= DATA FOR THIS TASK =

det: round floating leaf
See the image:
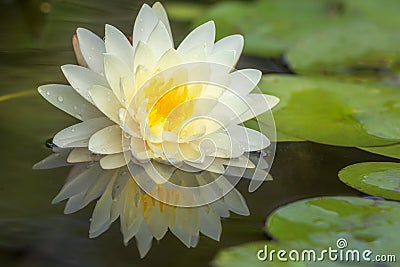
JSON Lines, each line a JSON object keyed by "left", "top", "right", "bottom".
{"left": 195, "top": 0, "right": 358, "bottom": 57}
{"left": 259, "top": 75, "right": 400, "bottom": 146}
{"left": 359, "top": 144, "right": 400, "bottom": 160}
{"left": 339, "top": 162, "right": 400, "bottom": 200}
{"left": 354, "top": 110, "right": 400, "bottom": 140}
{"left": 266, "top": 197, "right": 400, "bottom": 257}
{"left": 286, "top": 22, "right": 400, "bottom": 74}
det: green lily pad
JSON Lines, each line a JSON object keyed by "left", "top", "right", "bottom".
{"left": 339, "top": 162, "right": 400, "bottom": 200}
{"left": 354, "top": 110, "right": 400, "bottom": 140}
{"left": 259, "top": 75, "right": 400, "bottom": 146}
{"left": 195, "top": 0, "right": 357, "bottom": 57}
{"left": 266, "top": 197, "right": 400, "bottom": 258}
{"left": 359, "top": 144, "right": 400, "bottom": 160}
{"left": 286, "top": 22, "right": 400, "bottom": 74}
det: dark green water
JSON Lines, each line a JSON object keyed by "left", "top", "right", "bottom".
{"left": 0, "top": 0, "right": 394, "bottom": 266}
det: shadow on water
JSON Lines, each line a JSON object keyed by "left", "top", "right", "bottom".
{"left": 0, "top": 0, "right": 398, "bottom": 266}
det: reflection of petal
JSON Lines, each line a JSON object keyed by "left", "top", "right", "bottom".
{"left": 33, "top": 148, "right": 71, "bottom": 170}
{"left": 52, "top": 162, "right": 103, "bottom": 204}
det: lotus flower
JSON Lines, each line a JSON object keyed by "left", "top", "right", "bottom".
{"left": 35, "top": 2, "right": 279, "bottom": 257}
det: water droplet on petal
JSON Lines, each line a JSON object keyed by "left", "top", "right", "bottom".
{"left": 73, "top": 106, "right": 78, "bottom": 110}
{"left": 46, "top": 91, "right": 50, "bottom": 96}
{"left": 71, "top": 128, "right": 75, "bottom": 133}
{"left": 57, "top": 96, "right": 64, "bottom": 102}
{"left": 76, "top": 114, "right": 83, "bottom": 120}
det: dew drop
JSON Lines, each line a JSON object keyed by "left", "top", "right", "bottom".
{"left": 57, "top": 96, "right": 64, "bottom": 102}
{"left": 71, "top": 128, "right": 75, "bottom": 133}
{"left": 139, "top": 18, "right": 143, "bottom": 22}
{"left": 46, "top": 91, "right": 50, "bottom": 96}
{"left": 76, "top": 114, "right": 83, "bottom": 120}
{"left": 91, "top": 47, "right": 95, "bottom": 51}
{"left": 73, "top": 106, "right": 78, "bottom": 110}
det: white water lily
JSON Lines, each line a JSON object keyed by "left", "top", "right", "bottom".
{"left": 35, "top": 2, "right": 278, "bottom": 258}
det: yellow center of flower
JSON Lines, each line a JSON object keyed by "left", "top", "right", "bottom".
{"left": 148, "top": 85, "right": 189, "bottom": 132}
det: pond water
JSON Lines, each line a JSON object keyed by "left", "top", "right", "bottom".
{"left": 0, "top": 0, "right": 396, "bottom": 266}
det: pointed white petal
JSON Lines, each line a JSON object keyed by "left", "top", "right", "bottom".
{"left": 61, "top": 64, "right": 108, "bottom": 103}
{"left": 76, "top": 28, "right": 106, "bottom": 74}
{"left": 89, "top": 85, "right": 123, "bottom": 123}
{"left": 100, "top": 153, "right": 127, "bottom": 169}
{"left": 105, "top": 24, "right": 134, "bottom": 69}
{"left": 38, "top": 84, "right": 103, "bottom": 121}
{"left": 103, "top": 54, "right": 136, "bottom": 103}
{"left": 212, "top": 34, "right": 243, "bottom": 65}
{"left": 152, "top": 2, "right": 172, "bottom": 40}
{"left": 227, "top": 125, "right": 270, "bottom": 152}
{"left": 229, "top": 69, "right": 262, "bottom": 96}
{"left": 177, "top": 21, "right": 215, "bottom": 56}
{"left": 53, "top": 117, "right": 113, "bottom": 148}
{"left": 67, "top": 147, "right": 100, "bottom": 163}
{"left": 208, "top": 50, "right": 236, "bottom": 68}
{"left": 88, "top": 125, "right": 123, "bottom": 154}
{"left": 133, "top": 41, "right": 155, "bottom": 75}
{"left": 132, "top": 4, "right": 158, "bottom": 50}
{"left": 147, "top": 21, "right": 173, "bottom": 61}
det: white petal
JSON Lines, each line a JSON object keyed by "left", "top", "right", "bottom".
{"left": 235, "top": 94, "right": 280, "bottom": 123}
{"left": 76, "top": 28, "right": 106, "bottom": 74}
{"left": 132, "top": 4, "right": 158, "bottom": 50}
{"left": 227, "top": 125, "right": 270, "bottom": 151}
{"left": 200, "top": 132, "right": 244, "bottom": 158}
{"left": 155, "top": 48, "right": 181, "bottom": 71}
{"left": 105, "top": 24, "right": 134, "bottom": 69}
{"left": 147, "top": 21, "right": 173, "bottom": 61}
{"left": 208, "top": 50, "right": 236, "bottom": 68}
{"left": 100, "top": 153, "right": 126, "bottom": 169}
{"left": 61, "top": 64, "right": 108, "bottom": 103}
{"left": 52, "top": 162, "right": 102, "bottom": 204}
{"left": 38, "top": 84, "right": 103, "bottom": 121}
{"left": 133, "top": 41, "right": 155, "bottom": 75}
{"left": 88, "top": 125, "right": 123, "bottom": 154}
{"left": 177, "top": 21, "right": 215, "bottom": 56}
{"left": 67, "top": 147, "right": 100, "bottom": 163}
{"left": 53, "top": 117, "right": 113, "bottom": 148}
{"left": 103, "top": 54, "right": 136, "bottom": 103}
{"left": 89, "top": 85, "right": 123, "bottom": 123}
{"left": 228, "top": 69, "right": 262, "bottom": 96}
{"left": 152, "top": 2, "right": 172, "bottom": 40}
{"left": 212, "top": 34, "right": 243, "bottom": 66}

= INSTRUCTIONS TO FOLLOW =
Transcribe, exactly and without additions, the lines of the records above, beginning with the line that contains "det: pond water" and ending with the line that contains "det: pointed white petal", both included.

= RESULT OF THIS TASK =
det: pond water
JSON Lines, each line a JSON object keyed by "left", "top", "right", "bottom".
{"left": 0, "top": 0, "right": 396, "bottom": 266}
det: pointed white petal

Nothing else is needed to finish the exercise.